* _EXERCISE AIM_: Using the string "wispy" as the key, pull each matching line out of the records below.
:: DATA RECORDS ::
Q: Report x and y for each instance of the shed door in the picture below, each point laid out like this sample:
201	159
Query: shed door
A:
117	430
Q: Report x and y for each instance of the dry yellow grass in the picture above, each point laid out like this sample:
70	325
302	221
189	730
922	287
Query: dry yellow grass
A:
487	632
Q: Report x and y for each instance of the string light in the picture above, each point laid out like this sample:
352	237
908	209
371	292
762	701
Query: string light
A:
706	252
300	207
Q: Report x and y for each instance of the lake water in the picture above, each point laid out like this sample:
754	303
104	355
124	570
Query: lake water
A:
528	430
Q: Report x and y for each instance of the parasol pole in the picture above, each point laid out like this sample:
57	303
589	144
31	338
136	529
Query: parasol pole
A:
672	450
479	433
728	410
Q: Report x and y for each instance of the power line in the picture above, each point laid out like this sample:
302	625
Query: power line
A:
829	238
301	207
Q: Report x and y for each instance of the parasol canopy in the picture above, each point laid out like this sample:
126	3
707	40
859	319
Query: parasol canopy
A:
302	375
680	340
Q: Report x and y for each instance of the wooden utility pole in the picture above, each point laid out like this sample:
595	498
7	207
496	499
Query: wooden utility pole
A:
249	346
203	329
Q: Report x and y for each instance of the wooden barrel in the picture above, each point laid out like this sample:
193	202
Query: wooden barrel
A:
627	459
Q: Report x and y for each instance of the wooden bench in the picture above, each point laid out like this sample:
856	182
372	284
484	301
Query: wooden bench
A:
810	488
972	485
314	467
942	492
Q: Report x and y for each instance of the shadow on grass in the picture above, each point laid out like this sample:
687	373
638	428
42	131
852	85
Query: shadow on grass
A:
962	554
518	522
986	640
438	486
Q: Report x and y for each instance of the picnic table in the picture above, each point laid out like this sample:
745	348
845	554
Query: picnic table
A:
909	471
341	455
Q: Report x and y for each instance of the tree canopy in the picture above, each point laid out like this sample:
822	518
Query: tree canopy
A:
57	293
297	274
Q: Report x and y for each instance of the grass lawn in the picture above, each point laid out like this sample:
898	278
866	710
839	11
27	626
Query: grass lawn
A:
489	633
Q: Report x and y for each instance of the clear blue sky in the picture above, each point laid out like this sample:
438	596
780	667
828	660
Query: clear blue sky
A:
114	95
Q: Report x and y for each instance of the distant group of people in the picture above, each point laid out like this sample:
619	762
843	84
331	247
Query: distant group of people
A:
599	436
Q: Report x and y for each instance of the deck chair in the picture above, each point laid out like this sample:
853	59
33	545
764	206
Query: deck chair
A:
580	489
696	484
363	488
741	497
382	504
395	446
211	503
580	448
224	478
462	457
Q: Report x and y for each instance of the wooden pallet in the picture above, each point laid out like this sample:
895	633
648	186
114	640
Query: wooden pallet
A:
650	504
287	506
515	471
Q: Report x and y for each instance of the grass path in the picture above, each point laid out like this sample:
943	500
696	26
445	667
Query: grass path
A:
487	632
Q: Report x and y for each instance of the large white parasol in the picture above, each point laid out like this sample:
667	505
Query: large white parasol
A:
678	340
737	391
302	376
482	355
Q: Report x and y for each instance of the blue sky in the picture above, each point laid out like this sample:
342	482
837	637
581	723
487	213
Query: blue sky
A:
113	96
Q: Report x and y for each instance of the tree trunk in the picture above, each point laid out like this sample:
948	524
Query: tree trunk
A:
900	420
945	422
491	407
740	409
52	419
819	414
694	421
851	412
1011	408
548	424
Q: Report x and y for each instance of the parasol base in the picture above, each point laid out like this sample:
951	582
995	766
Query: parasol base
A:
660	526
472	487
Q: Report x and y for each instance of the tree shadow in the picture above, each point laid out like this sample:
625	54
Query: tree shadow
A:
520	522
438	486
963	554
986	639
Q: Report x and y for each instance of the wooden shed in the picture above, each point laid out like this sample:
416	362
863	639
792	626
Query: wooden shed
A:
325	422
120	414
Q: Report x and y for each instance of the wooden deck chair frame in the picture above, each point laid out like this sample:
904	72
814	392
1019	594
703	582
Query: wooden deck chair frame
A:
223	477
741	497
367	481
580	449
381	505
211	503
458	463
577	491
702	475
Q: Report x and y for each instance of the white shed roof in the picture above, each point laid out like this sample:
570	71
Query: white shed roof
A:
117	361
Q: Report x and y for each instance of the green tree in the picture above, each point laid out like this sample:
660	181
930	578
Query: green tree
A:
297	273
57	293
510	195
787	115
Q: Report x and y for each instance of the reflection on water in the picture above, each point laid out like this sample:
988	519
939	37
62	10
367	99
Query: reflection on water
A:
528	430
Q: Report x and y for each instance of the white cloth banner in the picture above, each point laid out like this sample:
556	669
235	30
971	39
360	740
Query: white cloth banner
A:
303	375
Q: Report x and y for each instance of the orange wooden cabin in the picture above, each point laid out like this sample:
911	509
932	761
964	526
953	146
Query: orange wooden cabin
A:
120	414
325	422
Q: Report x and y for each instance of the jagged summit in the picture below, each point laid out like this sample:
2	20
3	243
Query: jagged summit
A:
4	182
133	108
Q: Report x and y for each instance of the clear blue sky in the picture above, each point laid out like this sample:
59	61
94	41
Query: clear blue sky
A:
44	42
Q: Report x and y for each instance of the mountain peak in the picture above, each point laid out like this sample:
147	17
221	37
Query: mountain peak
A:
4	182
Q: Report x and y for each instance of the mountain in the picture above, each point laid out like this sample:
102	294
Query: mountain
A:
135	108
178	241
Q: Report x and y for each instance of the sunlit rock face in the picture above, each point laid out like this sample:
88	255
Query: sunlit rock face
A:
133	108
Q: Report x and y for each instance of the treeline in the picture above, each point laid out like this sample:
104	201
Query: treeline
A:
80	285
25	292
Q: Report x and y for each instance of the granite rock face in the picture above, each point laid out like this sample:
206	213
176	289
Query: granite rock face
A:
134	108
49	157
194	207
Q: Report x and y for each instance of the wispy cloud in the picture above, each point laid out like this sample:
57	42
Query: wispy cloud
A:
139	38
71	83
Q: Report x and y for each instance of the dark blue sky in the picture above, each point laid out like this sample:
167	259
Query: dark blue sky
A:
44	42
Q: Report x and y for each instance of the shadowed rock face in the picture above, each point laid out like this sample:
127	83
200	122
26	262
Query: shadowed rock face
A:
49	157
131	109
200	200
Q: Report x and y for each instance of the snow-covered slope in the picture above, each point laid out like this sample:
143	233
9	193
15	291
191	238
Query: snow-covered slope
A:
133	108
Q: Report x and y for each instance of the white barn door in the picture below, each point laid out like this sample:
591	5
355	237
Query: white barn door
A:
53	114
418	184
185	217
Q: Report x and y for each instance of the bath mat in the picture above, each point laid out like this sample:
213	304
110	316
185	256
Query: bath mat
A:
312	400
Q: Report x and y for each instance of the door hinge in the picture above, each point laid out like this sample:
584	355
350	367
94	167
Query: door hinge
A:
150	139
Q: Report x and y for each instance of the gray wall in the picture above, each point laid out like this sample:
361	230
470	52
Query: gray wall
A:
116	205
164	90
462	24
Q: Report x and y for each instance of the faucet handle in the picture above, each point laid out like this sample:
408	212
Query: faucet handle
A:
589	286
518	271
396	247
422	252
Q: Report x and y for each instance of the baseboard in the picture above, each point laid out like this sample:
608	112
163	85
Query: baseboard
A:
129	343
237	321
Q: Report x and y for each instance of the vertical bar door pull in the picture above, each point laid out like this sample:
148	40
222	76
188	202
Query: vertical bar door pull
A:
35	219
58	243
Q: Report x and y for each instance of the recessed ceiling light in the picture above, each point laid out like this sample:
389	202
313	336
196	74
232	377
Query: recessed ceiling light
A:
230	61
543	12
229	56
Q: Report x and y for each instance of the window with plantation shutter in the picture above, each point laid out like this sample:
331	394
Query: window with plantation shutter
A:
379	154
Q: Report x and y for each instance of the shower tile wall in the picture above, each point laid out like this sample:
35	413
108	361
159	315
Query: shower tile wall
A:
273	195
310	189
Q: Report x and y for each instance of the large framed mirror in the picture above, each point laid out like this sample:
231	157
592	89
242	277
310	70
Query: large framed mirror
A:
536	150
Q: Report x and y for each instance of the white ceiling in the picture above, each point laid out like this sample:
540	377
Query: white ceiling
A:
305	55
:::
* _WRITTEN ANSWER_:
Q: Report x and y for each instance of the wispy cloud in the picture above, each point laid out like this sample:
Query: wispy cloud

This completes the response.